Render the rows from the line containing "of the teal" through the line containing "[[632, 1054], [44, 103]]", inclusive, as a Markdown table with the columns Index and Entry, omitting blank lines.

*Records of labeled points*
◆ ◆ ◆

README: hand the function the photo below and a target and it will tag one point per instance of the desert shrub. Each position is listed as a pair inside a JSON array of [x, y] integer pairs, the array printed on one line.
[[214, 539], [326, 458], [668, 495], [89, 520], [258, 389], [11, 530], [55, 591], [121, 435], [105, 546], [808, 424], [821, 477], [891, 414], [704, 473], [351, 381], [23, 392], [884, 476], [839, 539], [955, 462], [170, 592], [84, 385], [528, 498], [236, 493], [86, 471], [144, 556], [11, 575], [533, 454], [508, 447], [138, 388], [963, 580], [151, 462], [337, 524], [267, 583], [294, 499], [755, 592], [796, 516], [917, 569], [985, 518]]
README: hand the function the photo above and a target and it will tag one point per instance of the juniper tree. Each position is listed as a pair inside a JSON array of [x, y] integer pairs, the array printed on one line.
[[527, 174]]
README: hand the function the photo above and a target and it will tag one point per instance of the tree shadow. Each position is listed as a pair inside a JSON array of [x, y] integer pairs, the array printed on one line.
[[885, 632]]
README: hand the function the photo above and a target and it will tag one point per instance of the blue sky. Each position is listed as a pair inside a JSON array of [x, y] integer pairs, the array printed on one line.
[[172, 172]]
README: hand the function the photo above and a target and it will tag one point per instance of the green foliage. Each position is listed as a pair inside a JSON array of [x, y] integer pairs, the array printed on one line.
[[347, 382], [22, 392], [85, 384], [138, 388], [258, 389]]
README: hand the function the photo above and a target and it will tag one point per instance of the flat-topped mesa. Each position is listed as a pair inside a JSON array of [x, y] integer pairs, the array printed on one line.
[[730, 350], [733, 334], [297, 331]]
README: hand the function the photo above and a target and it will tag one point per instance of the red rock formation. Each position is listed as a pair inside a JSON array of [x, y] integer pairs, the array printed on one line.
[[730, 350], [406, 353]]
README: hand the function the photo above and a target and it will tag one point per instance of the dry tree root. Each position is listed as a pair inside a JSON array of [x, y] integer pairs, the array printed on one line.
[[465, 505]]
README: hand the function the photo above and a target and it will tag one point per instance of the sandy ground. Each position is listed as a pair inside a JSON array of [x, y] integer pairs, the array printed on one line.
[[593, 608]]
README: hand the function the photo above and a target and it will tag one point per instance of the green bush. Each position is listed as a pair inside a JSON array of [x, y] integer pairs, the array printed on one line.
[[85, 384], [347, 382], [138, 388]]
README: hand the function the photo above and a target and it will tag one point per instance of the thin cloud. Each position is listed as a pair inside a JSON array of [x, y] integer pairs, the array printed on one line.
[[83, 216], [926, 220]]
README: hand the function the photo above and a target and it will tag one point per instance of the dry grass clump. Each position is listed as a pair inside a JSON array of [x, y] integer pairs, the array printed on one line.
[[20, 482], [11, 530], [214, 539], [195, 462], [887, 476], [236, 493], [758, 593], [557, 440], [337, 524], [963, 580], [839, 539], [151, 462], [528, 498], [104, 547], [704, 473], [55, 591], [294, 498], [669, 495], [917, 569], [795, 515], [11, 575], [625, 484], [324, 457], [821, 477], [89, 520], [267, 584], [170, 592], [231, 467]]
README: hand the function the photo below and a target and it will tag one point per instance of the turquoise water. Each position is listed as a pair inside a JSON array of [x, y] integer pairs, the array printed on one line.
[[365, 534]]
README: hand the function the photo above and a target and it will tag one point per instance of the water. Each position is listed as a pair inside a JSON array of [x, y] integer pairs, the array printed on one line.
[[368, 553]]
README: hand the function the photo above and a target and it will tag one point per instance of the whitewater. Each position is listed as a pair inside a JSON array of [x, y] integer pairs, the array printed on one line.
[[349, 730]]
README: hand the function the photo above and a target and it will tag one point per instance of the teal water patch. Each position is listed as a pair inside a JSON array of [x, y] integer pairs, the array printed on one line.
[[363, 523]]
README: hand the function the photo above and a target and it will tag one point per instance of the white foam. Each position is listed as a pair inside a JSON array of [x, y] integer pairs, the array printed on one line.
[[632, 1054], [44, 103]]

◆ ◆ ◆

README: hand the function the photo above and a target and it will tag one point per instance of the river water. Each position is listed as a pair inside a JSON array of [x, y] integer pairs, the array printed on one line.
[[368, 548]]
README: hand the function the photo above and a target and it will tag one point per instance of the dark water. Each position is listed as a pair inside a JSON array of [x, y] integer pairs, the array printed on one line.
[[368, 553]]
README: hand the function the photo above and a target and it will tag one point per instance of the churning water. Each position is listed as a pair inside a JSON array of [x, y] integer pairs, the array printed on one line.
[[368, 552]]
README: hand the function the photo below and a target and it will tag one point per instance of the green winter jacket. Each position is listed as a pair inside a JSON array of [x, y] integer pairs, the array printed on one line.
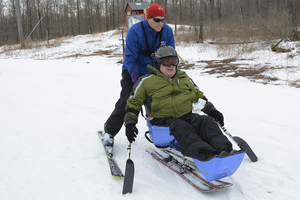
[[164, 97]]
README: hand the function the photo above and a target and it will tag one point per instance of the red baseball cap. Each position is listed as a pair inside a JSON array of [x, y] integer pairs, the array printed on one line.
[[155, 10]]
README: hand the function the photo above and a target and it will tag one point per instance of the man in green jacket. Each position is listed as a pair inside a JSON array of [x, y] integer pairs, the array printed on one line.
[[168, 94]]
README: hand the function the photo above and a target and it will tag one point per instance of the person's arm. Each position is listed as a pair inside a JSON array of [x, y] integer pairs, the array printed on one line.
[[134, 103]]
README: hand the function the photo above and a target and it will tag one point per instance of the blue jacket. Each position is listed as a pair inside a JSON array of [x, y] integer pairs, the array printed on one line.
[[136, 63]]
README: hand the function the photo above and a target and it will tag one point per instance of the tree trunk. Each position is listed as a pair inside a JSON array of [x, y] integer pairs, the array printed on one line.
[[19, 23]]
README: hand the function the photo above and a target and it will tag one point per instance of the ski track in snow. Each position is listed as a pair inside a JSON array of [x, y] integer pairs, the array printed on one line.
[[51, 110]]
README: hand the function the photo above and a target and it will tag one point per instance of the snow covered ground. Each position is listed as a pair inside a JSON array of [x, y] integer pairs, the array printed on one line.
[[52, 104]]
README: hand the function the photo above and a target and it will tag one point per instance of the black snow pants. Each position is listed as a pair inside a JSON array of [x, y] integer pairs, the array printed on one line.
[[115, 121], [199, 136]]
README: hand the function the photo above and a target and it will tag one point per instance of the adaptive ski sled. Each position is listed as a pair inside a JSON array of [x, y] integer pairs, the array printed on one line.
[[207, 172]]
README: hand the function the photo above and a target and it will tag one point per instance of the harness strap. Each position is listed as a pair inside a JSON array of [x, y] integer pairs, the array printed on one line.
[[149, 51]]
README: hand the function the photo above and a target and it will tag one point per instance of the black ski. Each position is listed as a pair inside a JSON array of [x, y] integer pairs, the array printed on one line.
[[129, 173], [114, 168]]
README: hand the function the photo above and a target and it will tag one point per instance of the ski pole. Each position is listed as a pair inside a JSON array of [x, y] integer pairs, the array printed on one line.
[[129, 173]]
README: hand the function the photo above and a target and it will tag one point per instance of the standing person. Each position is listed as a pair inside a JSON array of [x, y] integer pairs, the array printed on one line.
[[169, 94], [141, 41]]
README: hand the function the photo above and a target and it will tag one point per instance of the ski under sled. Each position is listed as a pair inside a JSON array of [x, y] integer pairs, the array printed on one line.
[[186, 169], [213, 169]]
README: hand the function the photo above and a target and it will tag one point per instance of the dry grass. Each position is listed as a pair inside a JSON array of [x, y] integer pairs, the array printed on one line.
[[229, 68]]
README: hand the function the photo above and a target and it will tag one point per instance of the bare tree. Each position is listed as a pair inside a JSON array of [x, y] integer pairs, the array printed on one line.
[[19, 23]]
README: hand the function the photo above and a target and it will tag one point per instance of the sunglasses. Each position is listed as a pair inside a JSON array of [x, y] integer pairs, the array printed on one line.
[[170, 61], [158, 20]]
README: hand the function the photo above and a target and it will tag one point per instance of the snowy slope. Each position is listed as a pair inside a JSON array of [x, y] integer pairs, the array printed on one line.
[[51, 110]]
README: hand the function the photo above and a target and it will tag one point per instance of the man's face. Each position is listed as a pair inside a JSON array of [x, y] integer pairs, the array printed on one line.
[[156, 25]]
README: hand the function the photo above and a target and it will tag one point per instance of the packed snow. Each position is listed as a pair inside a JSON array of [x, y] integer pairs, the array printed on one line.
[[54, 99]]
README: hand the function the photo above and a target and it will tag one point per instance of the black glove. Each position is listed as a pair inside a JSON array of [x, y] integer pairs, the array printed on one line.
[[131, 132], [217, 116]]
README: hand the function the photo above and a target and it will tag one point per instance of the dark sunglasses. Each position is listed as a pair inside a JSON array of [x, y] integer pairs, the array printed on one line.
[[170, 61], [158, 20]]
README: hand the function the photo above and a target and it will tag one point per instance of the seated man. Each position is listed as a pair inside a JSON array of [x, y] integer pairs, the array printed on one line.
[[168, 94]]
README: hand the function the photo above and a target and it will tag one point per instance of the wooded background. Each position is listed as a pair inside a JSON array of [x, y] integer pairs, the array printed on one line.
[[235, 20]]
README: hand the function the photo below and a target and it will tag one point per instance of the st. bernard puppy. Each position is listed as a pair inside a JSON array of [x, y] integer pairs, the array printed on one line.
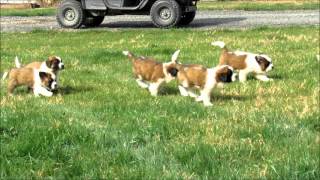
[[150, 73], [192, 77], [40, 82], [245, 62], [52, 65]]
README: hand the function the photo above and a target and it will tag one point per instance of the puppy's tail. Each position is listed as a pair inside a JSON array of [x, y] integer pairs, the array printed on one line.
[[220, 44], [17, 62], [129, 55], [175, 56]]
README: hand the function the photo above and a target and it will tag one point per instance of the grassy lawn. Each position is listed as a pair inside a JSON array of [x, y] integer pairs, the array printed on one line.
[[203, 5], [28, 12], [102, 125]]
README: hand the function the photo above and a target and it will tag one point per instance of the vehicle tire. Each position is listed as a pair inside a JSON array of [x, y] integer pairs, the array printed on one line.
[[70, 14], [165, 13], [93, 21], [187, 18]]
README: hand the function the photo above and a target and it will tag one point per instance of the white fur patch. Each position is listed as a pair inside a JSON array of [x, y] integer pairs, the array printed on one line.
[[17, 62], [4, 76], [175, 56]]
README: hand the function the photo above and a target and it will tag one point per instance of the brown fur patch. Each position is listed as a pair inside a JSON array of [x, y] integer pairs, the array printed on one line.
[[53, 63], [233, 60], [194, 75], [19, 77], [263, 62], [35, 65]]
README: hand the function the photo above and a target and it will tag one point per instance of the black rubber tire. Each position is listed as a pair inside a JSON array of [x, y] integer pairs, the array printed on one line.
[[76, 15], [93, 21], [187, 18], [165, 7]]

◆ ◆ ◆

*The response*
| Index | Entry |
|---|---|
| 1 | README: hand the function the photo above and a target and it will tag one point per instance of the teal water patch. Each position is listed as a pair inside a JSON array of [x, y] integer pairs, the array printed on one line. |
| 2 | [[363, 523]] |
| 3 | README: hand the function the photo above and a target and it will tag one point per instance of the white foam. Each position is listed as a pair inside a JSON array of [x, y] integer pairs, the array printed on one line. |
| 4 | [[632, 1054], [44, 103]] |